**PROBLEM STATEMENT:**
Line count for the string "sandal": give the number of lines in the data below that contain it, and nothing more.

[[ GIVEN INFORMATION open ]]

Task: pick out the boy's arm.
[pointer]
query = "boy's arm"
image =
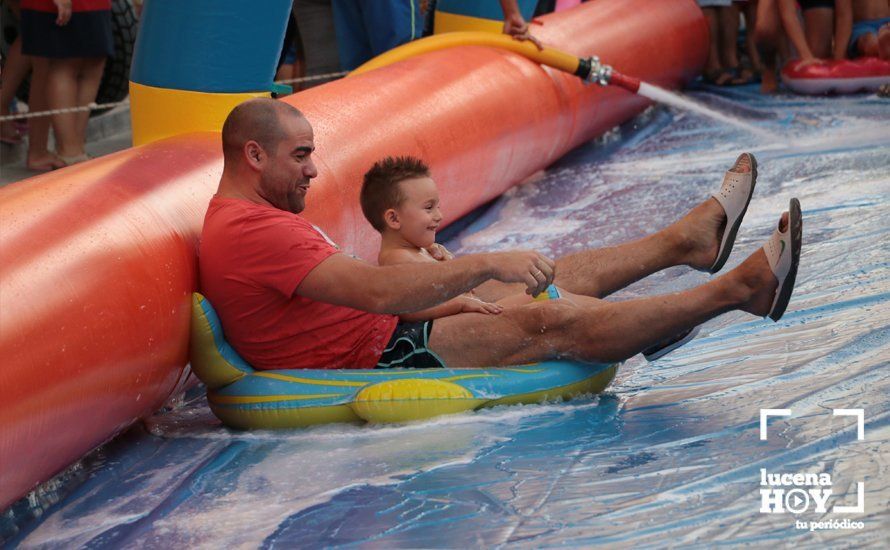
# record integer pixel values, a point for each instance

[[ GIVEN INFORMATION closed ]]
[[ GIVEN INFORMATION open ]]

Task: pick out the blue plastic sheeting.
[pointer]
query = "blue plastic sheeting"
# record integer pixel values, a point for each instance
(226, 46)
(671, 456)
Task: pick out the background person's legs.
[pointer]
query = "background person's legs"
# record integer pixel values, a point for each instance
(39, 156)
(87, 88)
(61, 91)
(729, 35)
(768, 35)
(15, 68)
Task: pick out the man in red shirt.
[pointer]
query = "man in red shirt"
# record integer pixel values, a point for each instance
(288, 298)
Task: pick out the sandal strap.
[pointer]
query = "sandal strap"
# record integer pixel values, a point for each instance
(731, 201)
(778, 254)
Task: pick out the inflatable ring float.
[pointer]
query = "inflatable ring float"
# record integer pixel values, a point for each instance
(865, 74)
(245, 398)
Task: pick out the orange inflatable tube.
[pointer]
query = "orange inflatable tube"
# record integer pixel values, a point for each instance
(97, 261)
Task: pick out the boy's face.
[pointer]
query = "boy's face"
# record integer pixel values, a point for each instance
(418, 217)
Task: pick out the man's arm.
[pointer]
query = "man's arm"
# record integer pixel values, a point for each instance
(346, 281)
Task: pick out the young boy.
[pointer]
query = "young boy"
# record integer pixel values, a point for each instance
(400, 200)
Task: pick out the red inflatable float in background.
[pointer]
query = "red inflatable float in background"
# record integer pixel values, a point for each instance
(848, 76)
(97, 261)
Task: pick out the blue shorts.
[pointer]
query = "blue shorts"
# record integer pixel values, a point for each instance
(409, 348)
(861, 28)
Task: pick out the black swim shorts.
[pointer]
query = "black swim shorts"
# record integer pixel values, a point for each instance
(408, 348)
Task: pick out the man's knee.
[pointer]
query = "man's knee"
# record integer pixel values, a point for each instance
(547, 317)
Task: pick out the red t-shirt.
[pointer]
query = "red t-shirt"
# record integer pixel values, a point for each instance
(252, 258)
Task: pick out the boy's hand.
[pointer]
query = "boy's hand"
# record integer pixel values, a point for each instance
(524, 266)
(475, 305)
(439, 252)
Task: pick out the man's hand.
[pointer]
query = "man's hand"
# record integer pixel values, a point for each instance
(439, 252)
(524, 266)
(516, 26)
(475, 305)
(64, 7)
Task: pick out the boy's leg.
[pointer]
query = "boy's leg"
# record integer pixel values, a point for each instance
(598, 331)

[[ GIVEN INFORMATION closed ]]

**ANSWER TO THIS TASK:**
2